* Given problem *
Pull out each line of the data below that contains the string "mask", and list those lines in their original order.

********

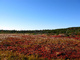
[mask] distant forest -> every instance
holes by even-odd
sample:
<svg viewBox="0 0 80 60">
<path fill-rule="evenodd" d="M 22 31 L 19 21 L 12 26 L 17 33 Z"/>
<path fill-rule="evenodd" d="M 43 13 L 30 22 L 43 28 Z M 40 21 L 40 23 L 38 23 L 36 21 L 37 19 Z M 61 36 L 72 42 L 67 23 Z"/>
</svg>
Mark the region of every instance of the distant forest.
<svg viewBox="0 0 80 60">
<path fill-rule="evenodd" d="M 0 30 L 0 33 L 29 33 L 29 34 L 48 34 L 48 35 L 59 35 L 64 34 L 66 36 L 70 35 L 80 35 L 80 27 L 70 27 L 63 29 L 52 29 L 52 30 Z"/>
</svg>

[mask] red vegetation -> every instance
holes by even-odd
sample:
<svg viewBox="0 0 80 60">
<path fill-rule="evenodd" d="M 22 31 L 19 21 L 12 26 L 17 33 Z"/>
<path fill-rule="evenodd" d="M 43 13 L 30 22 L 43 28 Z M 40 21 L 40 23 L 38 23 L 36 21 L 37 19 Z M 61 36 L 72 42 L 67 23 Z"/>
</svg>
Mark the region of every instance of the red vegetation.
<svg viewBox="0 0 80 60">
<path fill-rule="evenodd" d="M 16 36 L 16 35 L 15 35 Z M 0 51 L 50 59 L 80 59 L 80 36 L 21 35 L 0 42 Z"/>
</svg>

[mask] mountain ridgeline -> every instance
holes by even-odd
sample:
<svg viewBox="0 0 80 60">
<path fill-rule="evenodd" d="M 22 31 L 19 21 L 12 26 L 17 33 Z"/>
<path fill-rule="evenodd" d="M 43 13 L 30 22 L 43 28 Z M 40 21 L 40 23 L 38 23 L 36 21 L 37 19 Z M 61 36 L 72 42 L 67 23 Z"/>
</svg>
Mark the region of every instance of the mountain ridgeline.
<svg viewBox="0 0 80 60">
<path fill-rule="evenodd" d="M 64 34 L 66 36 L 70 35 L 80 35 L 80 27 L 70 27 L 63 29 L 52 29 L 52 30 L 0 30 L 0 33 L 29 33 L 29 34 L 48 34 L 48 35 L 59 35 Z"/>
</svg>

********

* Result for this exercise *
[mask] distant forest -> every instance
[mask] red vegetation -> every instance
[mask] mountain ridgeline -> every instance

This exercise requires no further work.